■ **REQUIRED WORK**
1. In the passage on Section 11 and Federal Trade Commission publicity, who should prepare a draft of what is considered desirable and necessary?
2. Write the next part of the passage on Section 11 and Federal Trade Commission publicity, starting after its final sentence.

■ **EXTRACT PROVIDED**
--------

Sec. 11, page 14: There is no objection to the control proposed to be exercised by the Federal Trade Commission in fixing a uniform policy for the revelation and publicity of adequate and desirable information. There seems, however, to be a decided need to clarify the nature of publicity thus invoked for action by the F.T.C. and to limit it as far as possible so as to satisfy reasonable requirements. To accomplish this a draft should be made by the F.T.C. of what is considered desirable and necessary, and a full and frank debate on the subject should be openly had in order to avoid disquietude, uncertainty, and, if possible, unintentional harm to corporations, investors, and incidental delay in business recovery.

--------

■ **DATASET ENTRIES**
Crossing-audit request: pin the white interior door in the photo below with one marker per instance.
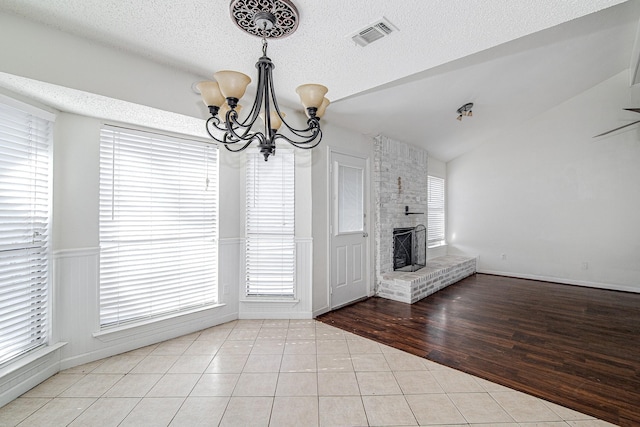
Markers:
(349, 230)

--------

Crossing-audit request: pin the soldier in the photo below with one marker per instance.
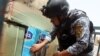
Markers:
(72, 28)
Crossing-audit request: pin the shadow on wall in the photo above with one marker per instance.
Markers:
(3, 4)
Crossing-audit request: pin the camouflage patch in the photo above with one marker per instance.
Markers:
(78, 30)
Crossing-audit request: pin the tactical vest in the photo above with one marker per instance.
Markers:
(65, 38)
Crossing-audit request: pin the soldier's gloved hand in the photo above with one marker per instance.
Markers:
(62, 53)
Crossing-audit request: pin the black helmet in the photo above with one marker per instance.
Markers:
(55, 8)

--------

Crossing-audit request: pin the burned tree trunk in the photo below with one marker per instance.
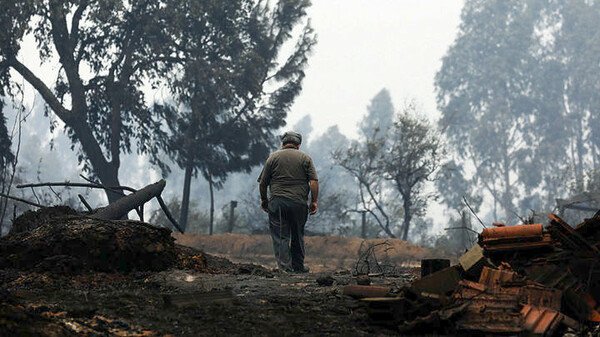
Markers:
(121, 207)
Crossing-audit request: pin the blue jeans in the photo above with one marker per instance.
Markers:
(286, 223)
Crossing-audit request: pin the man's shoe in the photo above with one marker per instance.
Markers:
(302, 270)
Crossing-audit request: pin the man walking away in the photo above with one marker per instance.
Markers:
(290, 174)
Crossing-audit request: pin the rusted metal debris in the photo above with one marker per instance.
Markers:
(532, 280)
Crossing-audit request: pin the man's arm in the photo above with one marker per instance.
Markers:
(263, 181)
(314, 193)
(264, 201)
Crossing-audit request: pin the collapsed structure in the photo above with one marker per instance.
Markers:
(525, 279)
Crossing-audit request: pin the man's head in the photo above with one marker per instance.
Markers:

--------

■ **THE RESULTS**
1. The Federal Trade Commission (F.T.C.).

2.
Sec. 12 and 13, page 16: It seems wholly unwise to place upon any corporation asking for proxies the obligation to send to every stockholder the entire list of names and addresses of stockholders. This results in the revelation of names, permitting of abuse by those who have a mischievous purpose. The objective might be propaganda based on irresponsible statements, innuendoes and a spreading of questionable information which it would be hard to combat without previous knowledge of such a performance. The suspicion aroused, and the inability of stockholders to follow the details of manoeuvers of this kind, are likely to do incalculable harm. Surely other ways must be found of making available to those stockholders who have an honest claim to it all the information to which the F.T.C. might think them entitled, say on condition that they file a bond or some other obligation setting forth the entire and exclusive use which they intend to make of the information and assuring the necessarily confidential use of it.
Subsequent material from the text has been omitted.